Transcribe the part of the data visualization article starting at "You must have" and ending at "the distributions smooth.", keeping every word and mark the same.

** Selected excerpt follows **

A Scientist & An Artist
A few weeks ago while wandering around in Florence, the birthplace of the Renaissance, I could not escape the thought of Leonardo da Vinci : the greatest polymath of all times. Leonardo’s illustrious resume contains titles such as painter, inventor, physicist, astronomer, engineer, biologist, anatomist, geologist, and architect – no kidding! A smart cat would have to live all her nine lives to acquire the nine titles Leonardo had mastered in one lifetime. Today, while discussing facets of data visualization, we should pay homage to Uncle Leonardo as we cross the realm of both art and science.
Art and Science of Data Visualization
Data visualization, as mentioned earlier, is both art and science. I personally prefer to have a long look at the data, plotting them in various ways before jumping into rigorous mathematical modeling. You might have noticed my penchant for art while going through my artwork presented in all the posts on this blog. The saying – a picture is worth thousand words – holds true during data analysis as well. Models in analytics can go horribly wrong if you have not spent enough time on the data exploratory phase – which is all about data visualization to me. Let me present a case study example to explain the aspects of data visualization during the exploratory phase.
Banking Case Study Example – Risk Management
Assume you are the chief risk officer (CRO) for CyndiCat bank that has disbursed 60816 auto loans in the quarter between April–June 2012. Today, about a year and a quarter since the loans disbursal, you know that the loans have seasoned or bad loans are tagged to a greater certainty (read a detailed discussion). You have noticed a bad rate of around 2.5% or 1524 bad loans out of total 60816 disbursed loans.
Before you jump to multivariate analysis and credit scoring (read a detailed discussion on credit scoring), you want to analyze the bad rate across several individual variables. You have a hunch based on your experience that borrower’s age at the time of loan disbursal is a key distinguishing factor for bad rates. Therefore, you have divided the loans based on the age of the borrowers and created a table something like the one below.
Using the above table, you have created a histogram and zoomed into the area of interest (close to the bad loans) as shown in the plots below.
You must have noticed the following
• The distribution of loans across age groups is a reasonably smooth normally distributed curve, without too many outliers. Age often display this kind of pattern for most products. However, do not expect similar smooth curves for other commonly found variables in a business scenario. Often, you may have to resolve to variable transformation to make the distributions smooth.
• The maximum bad loans are in the age bucket 42 to 45 years. This certainly does not mean the risk is also the highest in this bucket, however, once I have heard someone drawing a similar conclusion in a quarterly business review meeting –a silly mistake. Note, the maximum loans are also in the bucket 42 to 45 years. Absolute numbers do not provide enough information hence we need to create a normalized plot.
• The data is really thin on the fringe buckets (i.e. <21 and >60 years groups) with only 9 and 6 data points – be careful when dealing with such thin data. Sound business knowledge to modify these fringe buckets is extremely helpful while a model development. For instance, you know that for age above 60 for loans could be highly risky, but in this data, we do not have enough evidence for the same since we do not have enough data to validate our hypothesis. We should supplement a right risk weight in such situation – however, be very careful while doing so.

** End of Selected excerpt **
** Dataset entries follows **

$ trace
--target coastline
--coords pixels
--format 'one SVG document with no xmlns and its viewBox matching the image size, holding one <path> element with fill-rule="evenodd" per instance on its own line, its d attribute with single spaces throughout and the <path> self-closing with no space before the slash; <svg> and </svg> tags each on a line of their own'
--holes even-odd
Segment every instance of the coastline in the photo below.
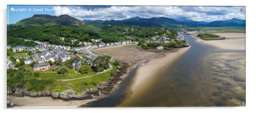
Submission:
<svg viewBox="0 0 256 113">
<path fill-rule="evenodd" d="M 105 48 L 99 48 L 97 50 L 106 49 L 108 50 L 108 49 L 110 49 L 111 48 L 119 48 L 120 47 L 125 47 L 125 46 L 123 46 L 123 45 L 120 45 L 108 47 Z M 70 96 L 68 95 L 64 96 L 63 97 L 65 97 L 63 98 L 60 96 L 61 93 L 54 94 L 49 92 L 49 94 L 46 94 L 46 95 L 39 95 L 38 94 L 42 94 L 43 93 L 37 93 L 35 94 L 34 94 L 32 95 L 30 95 L 29 94 L 31 94 L 31 93 L 23 92 L 22 91 L 15 91 L 16 94 L 11 93 L 11 92 L 9 92 L 9 93 L 8 92 L 7 96 L 8 96 L 8 95 L 10 95 L 10 97 L 11 97 L 12 99 L 21 98 L 19 98 L 20 99 L 18 100 L 13 101 L 15 102 L 14 105 L 15 105 L 12 107 L 78 107 L 81 105 L 84 105 L 94 100 L 107 97 L 108 95 L 112 94 L 113 91 L 118 88 L 119 84 L 122 82 L 122 81 L 127 76 L 131 70 L 133 69 L 134 66 L 141 62 L 141 61 L 151 59 L 151 60 L 145 63 L 144 65 L 139 67 L 138 69 L 137 70 L 136 74 L 135 75 L 135 78 L 134 79 L 138 79 L 138 80 L 135 81 L 134 83 L 135 83 L 135 85 L 133 86 L 132 89 L 133 90 L 134 90 L 135 88 L 137 87 L 136 86 L 141 85 L 141 84 L 138 84 L 138 83 L 145 80 L 146 79 L 148 79 L 151 77 L 152 74 L 154 72 L 155 72 L 158 69 L 164 67 L 162 66 L 162 63 L 167 62 L 167 63 L 165 63 L 165 64 L 168 65 L 168 63 L 171 63 L 175 60 L 179 55 L 184 53 L 190 47 L 188 47 L 175 49 L 171 50 L 162 51 L 157 50 L 155 51 L 152 50 L 149 51 L 148 50 L 142 50 L 141 49 L 136 48 L 136 49 L 141 51 L 143 53 L 141 54 L 143 55 L 142 55 L 142 58 L 140 59 L 137 59 L 134 62 L 121 62 L 122 65 L 121 66 L 117 67 L 118 70 L 119 71 L 117 71 L 117 74 L 111 75 L 113 77 L 112 79 L 109 79 L 106 81 L 106 83 L 101 83 L 94 89 L 88 89 L 88 91 L 85 91 L 85 94 L 86 94 L 85 95 L 84 94 L 79 96 L 75 96 L 76 97 L 83 97 L 83 98 L 82 97 L 80 99 L 77 97 L 74 98 L 74 96 L 72 98 L 72 96 Z M 148 54 L 148 53 L 152 54 L 151 55 Z M 144 54 L 145 55 L 145 56 L 143 55 Z M 148 57 L 149 56 L 150 57 Z M 154 59 L 155 58 L 157 58 Z M 170 58 L 171 58 L 172 61 L 170 61 Z M 133 58 L 134 58 L 133 57 Z M 154 64 L 154 65 L 152 65 L 152 64 Z M 151 71 L 147 71 L 148 70 L 150 70 Z M 150 72 L 151 74 L 148 75 L 144 74 L 142 76 L 138 75 L 140 74 L 139 73 L 145 72 Z M 112 84 L 112 83 L 113 82 L 114 84 Z M 32 94 L 33 94 L 33 93 Z M 57 96 L 53 96 L 51 95 L 53 94 Z M 84 98 L 85 95 L 88 96 L 85 96 L 86 98 Z M 33 99 L 34 98 L 37 98 L 37 101 L 35 101 L 35 99 Z M 32 100 L 31 99 L 33 100 Z M 45 103 L 46 100 L 47 101 L 47 103 L 50 104 L 46 104 Z M 23 102 L 26 101 L 28 101 L 29 102 L 27 104 L 23 103 Z M 7 102 L 8 102 L 8 101 Z M 51 105 L 49 106 L 49 105 Z"/>
<path fill-rule="evenodd" d="M 153 76 L 154 73 L 161 68 L 165 68 L 171 65 L 172 62 L 185 53 L 190 47 L 191 46 L 179 48 L 176 52 L 165 53 L 165 57 L 156 59 L 151 58 L 148 62 L 139 67 L 133 78 L 133 83 L 130 85 L 133 93 L 130 96 L 130 98 L 135 97 L 142 91 L 147 88 L 148 86 L 144 85 L 144 84 L 146 84 L 157 77 Z M 171 59 L 171 61 L 170 61 Z M 126 100 L 122 104 L 125 105 L 129 100 Z"/>
<path fill-rule="evenodd" d="M 224 32 L 214 33 L 226 37 L 224 40 L 204 40 L 196 36 L 196 33 L 191 35 L 196 41 L 203 44 L 223 49 L 245 50 L 245 33 Z"/>
<path fill-rule="evenodd" d="M 137 90 L 141 86 L 143 82 L 147 81 L 157 70 L 170 65 L 172 62 L 179 58 L 179 56 L 185 53 L 190 47 L 189 46 L 179 48 L 175 52 L 165 54 L 165 57 L 155 59 L 150 59 L 148 63 L 140 66 L 137 70 L 132 86 L 132 90 L 134 91 Z M 171 61 L 170 61 L 171 59 Z M 163 66 L 163 64 L 164 64 L 164 66 Z"/>
<path fill-rule="evenodd" d="M 128 74 L 131 69 L 125 63 L 121 63 L 121 65 L 117 66 L 117 68 L 118 69 L 116 73 L 111 74 L 111 77 L 105 83 L 98 85 L 94 88 L 85 91 L 84 93 L 78 95 L 68 94 L 68 91 L 34 92 L 17 89 L 14 92 L 11 89 L 8 89 L 7 106 L 9 107 L 79 107 L 111 94 L 125 76 Z M 24 103 L 24 102 L 29 102 Z M 14 104 L 13 106 L 8 105 L 11 102 Z"/>
</svg>

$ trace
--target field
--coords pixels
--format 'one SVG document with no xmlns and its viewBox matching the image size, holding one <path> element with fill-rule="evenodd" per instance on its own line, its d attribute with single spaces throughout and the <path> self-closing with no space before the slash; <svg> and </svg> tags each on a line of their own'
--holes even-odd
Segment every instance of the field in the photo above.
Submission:
<svg viewBox="0 0 256 113">
<path fill-rule="evenodd" d="M 213 34 L 212 33 L 199 33 L 197 34 L 197 36 L 200 37 L 200 38 L 205 40 L 219 40 L 219 39 L 225 39 L 225 38 L 223 37 L 220 37 L 220 36 Z"/>
<path fill-rule="evenodd" d="M 205 27 L 197 28 L 200 30 L 216 31 L 225 32 L 245 32 L 245 28 L 237 27 Z"/>
<path fill-rule="evenodd" d="M 7 55 L 9 56 L 13 56 L 14 58 L 29 58 L 29 57 L 26 55 L 27 52 L 14 52 L 12 51 L 8 51 Z"/>
<path fill-rule="evenodd" d="M 182 28 L 183 30 L 201 30 L 213 32 L 245 33 L 245 28 L 241 27 L 199 27 Z"/>
<path fill-rule="evenodd" d="M 26 79 L 26 87 L 28 91 L 49 91 L 61 92 L 67 89 L 71 89 L 77 94 L 80 94 L 87 89 L 93 88 L 97 84 L 105 82 L 109 78 L 111 74 L 115 72 L 117 69 L 113 66 L 112 69 L 96 76 L 81 79 L 70 81 L 57 81 L 56 79 L 71 79 L 89 76 L 95 74 L 95 72 L 86 74 L 76 74 L 69 76 L 57 76 L 56 74 L 42 74 L 36 77 L 34 75 L 27 74 L 25 76 Z M 71 74 L 72 75 L 72 74 Z"/>
</svg>

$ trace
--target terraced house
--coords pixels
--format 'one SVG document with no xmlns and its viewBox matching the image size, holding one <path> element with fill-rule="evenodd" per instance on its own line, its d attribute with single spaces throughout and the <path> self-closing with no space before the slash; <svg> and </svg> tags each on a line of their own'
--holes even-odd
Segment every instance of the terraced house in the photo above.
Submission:
<svg viewBox="0 0 256 113">
<path fill-rule="evenodd" d="M 48 62 L 35 63 L 33 65 L 34 71 L 44 71 L 50 69 L 50 63 Z"/>
</svg>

** End of Dataset entries **

Solution for this exercise
You must have noticed the following
• The distribution of loans across age groups is a reasonably smooth normally distributed curve, without too many outliers. Age often display this kind of pattern for most products. However, do not expect similar smooth curves for other commonly found variables in a business scenario. Often, you may have to resolve to variable transformation to make the distributions smooth.